Please rewrite the data below from the line with "Put a marker on each instance of the person in blue" up to and including the line with "[(507, 240)]", substituting "river water" for "lake water" and leaving everything else unchanged.
━━━━━ Exercise data ━━━━━
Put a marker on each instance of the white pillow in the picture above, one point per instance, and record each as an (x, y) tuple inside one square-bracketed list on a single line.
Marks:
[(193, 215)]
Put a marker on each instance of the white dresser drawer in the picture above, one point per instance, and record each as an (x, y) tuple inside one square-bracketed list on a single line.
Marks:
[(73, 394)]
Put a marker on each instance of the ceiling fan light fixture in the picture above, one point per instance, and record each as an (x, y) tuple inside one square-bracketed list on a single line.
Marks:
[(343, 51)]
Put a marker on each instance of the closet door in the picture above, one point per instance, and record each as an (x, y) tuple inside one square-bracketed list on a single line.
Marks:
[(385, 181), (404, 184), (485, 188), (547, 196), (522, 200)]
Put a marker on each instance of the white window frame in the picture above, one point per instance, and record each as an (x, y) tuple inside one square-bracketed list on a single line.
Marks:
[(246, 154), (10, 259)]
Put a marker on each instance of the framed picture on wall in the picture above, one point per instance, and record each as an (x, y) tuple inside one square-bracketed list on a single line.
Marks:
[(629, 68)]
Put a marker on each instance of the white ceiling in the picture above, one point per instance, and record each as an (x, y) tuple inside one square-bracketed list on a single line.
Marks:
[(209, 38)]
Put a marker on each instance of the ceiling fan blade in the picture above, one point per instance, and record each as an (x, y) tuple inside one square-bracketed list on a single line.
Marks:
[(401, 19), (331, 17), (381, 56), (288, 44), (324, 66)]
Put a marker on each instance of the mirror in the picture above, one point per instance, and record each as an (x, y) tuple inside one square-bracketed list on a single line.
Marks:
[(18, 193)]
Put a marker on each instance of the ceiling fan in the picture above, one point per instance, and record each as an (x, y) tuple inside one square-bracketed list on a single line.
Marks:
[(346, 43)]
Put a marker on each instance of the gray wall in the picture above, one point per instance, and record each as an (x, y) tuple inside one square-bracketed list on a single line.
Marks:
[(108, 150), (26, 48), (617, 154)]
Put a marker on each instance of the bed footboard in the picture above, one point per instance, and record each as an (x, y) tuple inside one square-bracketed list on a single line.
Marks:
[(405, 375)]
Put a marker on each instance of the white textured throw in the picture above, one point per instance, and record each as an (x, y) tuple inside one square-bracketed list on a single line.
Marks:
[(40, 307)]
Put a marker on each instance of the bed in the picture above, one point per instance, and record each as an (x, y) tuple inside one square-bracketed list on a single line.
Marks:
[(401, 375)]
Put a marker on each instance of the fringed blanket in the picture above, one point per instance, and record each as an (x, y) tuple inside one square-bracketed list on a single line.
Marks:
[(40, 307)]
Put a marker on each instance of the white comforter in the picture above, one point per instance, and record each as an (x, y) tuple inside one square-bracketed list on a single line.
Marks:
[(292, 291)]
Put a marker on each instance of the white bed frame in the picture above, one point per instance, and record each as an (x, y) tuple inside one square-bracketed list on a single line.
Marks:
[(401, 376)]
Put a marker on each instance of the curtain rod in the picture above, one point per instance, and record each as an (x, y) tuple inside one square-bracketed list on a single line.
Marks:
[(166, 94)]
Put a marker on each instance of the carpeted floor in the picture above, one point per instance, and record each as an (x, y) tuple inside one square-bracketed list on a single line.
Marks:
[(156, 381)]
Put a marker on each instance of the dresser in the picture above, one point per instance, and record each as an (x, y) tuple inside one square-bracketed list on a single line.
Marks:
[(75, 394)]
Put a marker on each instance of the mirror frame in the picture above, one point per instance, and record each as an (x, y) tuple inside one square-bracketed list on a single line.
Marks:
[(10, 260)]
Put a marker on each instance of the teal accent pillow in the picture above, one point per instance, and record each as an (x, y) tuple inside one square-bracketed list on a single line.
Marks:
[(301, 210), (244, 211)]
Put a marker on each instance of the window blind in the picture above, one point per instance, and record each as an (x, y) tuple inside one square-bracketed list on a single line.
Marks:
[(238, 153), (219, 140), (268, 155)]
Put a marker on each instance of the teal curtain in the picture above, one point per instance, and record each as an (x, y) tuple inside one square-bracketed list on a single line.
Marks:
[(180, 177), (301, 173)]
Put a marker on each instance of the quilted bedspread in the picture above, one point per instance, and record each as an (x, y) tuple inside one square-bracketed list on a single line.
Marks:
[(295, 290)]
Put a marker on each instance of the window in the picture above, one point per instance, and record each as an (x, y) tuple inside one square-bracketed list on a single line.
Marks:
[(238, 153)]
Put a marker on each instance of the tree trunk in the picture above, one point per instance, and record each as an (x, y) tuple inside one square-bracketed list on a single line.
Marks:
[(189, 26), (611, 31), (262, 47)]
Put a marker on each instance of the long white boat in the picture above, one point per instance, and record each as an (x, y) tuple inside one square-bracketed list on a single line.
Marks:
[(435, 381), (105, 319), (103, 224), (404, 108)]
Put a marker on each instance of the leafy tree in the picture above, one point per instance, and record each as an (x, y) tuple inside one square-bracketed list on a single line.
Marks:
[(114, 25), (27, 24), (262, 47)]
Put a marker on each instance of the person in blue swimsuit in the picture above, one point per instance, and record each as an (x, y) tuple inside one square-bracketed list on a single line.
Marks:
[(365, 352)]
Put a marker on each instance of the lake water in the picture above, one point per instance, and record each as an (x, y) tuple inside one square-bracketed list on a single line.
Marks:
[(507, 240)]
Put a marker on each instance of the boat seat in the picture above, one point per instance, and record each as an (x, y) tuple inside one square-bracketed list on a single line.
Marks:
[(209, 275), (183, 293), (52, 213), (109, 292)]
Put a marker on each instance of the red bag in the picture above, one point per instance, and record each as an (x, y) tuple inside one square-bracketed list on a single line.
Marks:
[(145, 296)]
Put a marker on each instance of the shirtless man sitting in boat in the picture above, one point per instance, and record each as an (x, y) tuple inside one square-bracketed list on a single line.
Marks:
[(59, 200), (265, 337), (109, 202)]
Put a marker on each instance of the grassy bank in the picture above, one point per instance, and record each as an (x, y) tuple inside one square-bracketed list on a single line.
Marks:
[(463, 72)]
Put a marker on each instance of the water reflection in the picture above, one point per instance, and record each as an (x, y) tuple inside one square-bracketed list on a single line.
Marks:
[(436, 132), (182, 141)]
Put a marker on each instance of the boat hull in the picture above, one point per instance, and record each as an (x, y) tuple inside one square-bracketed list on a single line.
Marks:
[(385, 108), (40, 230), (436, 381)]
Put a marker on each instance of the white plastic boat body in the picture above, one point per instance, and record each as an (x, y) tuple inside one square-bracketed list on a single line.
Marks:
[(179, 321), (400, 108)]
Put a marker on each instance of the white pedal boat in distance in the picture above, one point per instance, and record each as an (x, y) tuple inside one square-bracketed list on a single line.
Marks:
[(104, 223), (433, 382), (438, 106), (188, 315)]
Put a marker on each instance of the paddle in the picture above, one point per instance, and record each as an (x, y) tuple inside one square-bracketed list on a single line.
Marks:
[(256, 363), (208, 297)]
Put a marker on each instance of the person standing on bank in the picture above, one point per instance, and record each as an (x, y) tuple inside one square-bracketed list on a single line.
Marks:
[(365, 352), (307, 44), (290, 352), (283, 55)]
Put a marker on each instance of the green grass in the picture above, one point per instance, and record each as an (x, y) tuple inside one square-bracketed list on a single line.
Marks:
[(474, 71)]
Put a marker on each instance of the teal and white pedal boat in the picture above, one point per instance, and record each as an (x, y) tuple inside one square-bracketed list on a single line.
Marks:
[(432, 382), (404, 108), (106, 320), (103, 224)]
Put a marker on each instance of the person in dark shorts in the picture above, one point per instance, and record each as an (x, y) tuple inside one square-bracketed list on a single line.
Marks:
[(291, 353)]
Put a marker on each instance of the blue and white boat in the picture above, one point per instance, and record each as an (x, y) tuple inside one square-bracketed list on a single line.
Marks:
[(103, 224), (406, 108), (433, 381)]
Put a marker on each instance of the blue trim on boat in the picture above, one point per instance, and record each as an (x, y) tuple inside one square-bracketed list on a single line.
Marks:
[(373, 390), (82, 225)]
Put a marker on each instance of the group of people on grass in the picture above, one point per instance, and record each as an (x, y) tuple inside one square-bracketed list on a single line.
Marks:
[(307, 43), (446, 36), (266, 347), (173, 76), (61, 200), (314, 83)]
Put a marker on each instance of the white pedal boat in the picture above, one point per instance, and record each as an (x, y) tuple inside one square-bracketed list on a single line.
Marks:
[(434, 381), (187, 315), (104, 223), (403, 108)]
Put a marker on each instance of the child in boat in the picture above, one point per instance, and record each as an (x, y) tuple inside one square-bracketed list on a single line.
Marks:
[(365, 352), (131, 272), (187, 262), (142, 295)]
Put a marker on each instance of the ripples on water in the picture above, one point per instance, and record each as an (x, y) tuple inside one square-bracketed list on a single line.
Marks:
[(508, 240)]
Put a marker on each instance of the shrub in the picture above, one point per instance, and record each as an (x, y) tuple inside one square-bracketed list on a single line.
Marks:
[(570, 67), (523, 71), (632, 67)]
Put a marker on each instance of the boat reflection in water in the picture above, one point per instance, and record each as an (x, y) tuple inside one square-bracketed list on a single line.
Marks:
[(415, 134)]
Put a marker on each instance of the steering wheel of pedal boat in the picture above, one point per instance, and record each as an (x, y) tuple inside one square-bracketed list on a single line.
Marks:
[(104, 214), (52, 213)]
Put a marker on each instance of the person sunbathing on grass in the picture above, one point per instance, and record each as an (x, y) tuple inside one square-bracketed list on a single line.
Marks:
━━━━━
Written solution:
Put a marker on each instance of the person in blue swimsuit in the picture above, one point per instance, and record each as an (x, y) tuple inside one square-bracketed list on a single line.
Marks:
[(365, 352)]
Put a marker on each instance of the river water in the picture above, one point per instance, and record each as an (x, y) tuple inside one square-bracketed list on a single line.
Marks:
[(507, 240)]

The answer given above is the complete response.